» **What to work on**
Reproduce word for word the passage of the Fight Club essay from "Similarly, Marla characterizes" up to and including "in Fight Club.".

» **Text segment**
- Opening Delimiter -

Ironically exploring the issue of gender roles, Fight Club takes a concept that feminist critics have pioneered, that the male/female hierarchy oppresses women, and details the binary’s effect on men instead. The main character, who remains nameless in the film, expresses his disconnect from the rest of the world by attending support groups for diseases he does not have. In one particularly interesting scene, the movie shows a group of men who are suffering from testicular cancer. This gives the filmmakers an opportunity to subvert gender roles. The men, who fear that they are no longer men because they have had their testicles removed, exhibit traits that are commonly seen as “feminine.” This ironic behavior is played for laughs, but it seems to be saying more about how men are oppressed by society’s pressures to behave “macho.” The narrator says something along the lines of, “In my between his sweaty breasts, I felt comforted.” It is as though the narrator and many of the men at the support group need to be nurtured and feel fulfilled when they are, regardless of the sex that provides it. This could be interpreted as homoerotic, just like much of the film, but in my own interpretation of this scene, in light of the movie as a whole, I feel like the major theme is that these men who fight in the underground are looking to belong in a society where they don’t fit into the domineering male role of the male/female hierarchy. Once again, this is ironic, considering that they fight each other to escape the world where they are expected to be aggressive and dominating. It appears as though the film does reinforce the idea that men need to both be nurtured and to dominate, although the expectations of how the members of Fight Club will achieve those goals are upended, thus making for an admirable or reprehensible film, depending on one’s views.
Similarly, Marla characterizes women simply by not having genitals herself. Her role is an effectively constructed sexist view of women, and aside from sex, she only provides a parallel to the narrator. As Tyler Durden reflects on the sex they share, he states, “You, me? It doesn’t really matter to her,” which strongly suggests that she is simply servicing man’s primal desires. Furthermore, by being taken from the bus to Tyler/narrator, she is being used as an object that the herd offers to their leader. She never takes control of the narrator, and is strictly a sex object to Tyler, an idea that she never fully protests. Clearly, physical discrepancies between man and woman help define the definitions of sexuality in Fight Club.

- Closing Delimiter -

» **Record excerpts**
- Opening Delimiter -

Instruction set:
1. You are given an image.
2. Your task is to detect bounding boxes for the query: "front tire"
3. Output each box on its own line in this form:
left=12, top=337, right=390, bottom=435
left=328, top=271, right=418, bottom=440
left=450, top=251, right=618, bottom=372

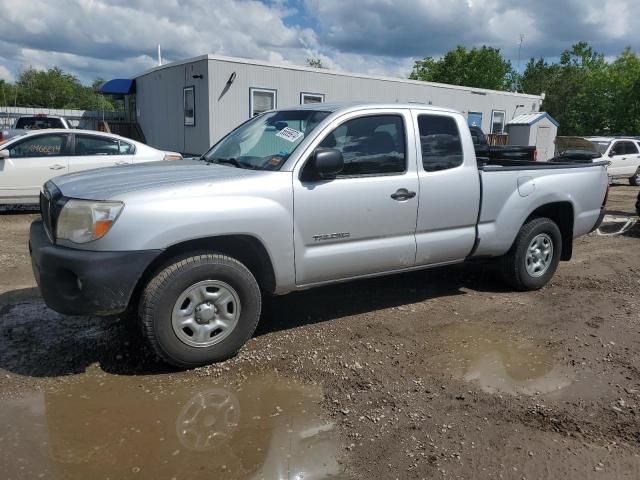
left=140, top=253, right=261, bottom=368
left=501, top=218, right=562, bottom=291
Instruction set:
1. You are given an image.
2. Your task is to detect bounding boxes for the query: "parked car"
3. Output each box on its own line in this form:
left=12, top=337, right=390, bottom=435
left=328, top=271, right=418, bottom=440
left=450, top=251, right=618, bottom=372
left=0, top=129, right=182, bottom=204
left=30, top=103, right=608, bottom=367
left=0, top=113, right=72, bottom=143
left=586, top=137, right=640, bottom=186
left=469, top=127, right=537, bottom=163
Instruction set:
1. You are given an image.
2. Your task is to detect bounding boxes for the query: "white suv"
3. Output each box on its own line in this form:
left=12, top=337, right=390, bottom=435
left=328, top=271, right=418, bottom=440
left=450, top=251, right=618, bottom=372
left=586, top=137, right=640, bottom=186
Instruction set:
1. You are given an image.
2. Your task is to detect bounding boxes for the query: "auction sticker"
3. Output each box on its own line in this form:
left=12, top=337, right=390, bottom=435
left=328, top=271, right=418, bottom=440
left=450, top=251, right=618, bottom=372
left=276, top=127, right=304, bottom=142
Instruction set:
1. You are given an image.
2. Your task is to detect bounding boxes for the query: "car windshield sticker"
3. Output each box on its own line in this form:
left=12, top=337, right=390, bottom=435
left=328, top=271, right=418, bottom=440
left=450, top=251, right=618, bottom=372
left=276, top=127, right=304, bottom=143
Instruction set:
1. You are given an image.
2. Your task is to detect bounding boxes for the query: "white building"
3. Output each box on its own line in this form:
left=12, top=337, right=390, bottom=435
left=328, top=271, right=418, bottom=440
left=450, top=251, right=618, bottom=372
left=507, top=112, right=560, bottom=162
left=105, top=55, right=542, bottom=153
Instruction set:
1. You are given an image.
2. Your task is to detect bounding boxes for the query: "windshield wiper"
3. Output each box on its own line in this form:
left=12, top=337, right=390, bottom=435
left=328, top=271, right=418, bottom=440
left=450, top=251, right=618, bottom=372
left=200, top=155, right=242, bottom=168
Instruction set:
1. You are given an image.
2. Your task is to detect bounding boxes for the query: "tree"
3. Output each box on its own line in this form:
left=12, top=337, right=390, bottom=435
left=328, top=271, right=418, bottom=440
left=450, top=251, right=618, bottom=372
left=307, top=57, right=325, bottom=68
left=0, top=67, right=121, bottom=111
left=522, top=42, right=640, bottom=136
left=409, top=45, right=516, bottom=90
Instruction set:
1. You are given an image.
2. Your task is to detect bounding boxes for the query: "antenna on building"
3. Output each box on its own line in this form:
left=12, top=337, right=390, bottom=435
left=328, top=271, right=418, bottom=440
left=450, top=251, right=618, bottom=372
left=516, top=33, right=524, bottom=92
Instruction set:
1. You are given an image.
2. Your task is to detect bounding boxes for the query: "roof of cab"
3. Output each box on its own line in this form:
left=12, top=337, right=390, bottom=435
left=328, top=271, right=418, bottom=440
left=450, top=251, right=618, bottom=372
left=276, top=102, right=460, bottom=113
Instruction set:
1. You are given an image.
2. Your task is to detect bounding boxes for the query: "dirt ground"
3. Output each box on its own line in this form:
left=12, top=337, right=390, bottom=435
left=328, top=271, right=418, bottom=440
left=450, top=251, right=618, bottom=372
left=0, top=185, right=640, bottom=480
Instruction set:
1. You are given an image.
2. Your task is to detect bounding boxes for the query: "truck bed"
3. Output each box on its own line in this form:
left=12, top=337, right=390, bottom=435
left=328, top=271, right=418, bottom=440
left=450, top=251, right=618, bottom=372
left=473, top=160, right=608, bottom=257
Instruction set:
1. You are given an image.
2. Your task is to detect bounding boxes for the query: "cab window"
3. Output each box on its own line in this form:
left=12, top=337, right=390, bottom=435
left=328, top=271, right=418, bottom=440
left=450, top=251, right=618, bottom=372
left=418, top=115, right=464, bottom=172
left=320, top=115, right=407, bottom=177
left=75, top=135, right=133, bottom=156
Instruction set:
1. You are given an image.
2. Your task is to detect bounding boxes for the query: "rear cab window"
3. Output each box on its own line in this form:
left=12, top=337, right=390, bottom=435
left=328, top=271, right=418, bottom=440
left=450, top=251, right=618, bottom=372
left=611, top=140, right=638, bottom=155
left=418, top=114, right=464, bottom=172
left=319, top=114, right=407, bottom=178
left=75, top=135, right=133, bottom=156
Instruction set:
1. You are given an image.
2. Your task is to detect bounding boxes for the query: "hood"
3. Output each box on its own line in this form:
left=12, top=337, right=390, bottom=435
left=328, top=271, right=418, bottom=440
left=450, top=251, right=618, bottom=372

- Closing Delimiter -

» **Worked solution**
Similarly, Marla characterizes women simply by not having genitals herself. Her role is an effectively constructed sexist view of women, and aside from sex, she only provides a parallel to the narrator. As Tyler Durden reflects on the sex they share, he states, “You, me? It doesn’t really matter to her,” which strongly suggests that she is simply servicing man’s primal desires. Furthermore, by being taken from the bus to Tyler/narrator, she is being used as an object that the herd offers to their leader. She never takes control of the narrator, and is strictly a sex object to Tyler, an idea that she never fully protests. Clearly, physical discrepancies between man and woman help define the definitions of sexuality in Fight Club.